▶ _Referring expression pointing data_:
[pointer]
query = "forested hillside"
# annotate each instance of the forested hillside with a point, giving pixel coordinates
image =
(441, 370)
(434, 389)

▶ _Try it_: Write out the data above once more, exactly as it reads.

▶ _Response for this exercise_:
[pointer]
query = "forested hillside"
# annotate each instance of the forested hillside with a point, giving pixel coordinates
image =
(441, 370)
(434, 389)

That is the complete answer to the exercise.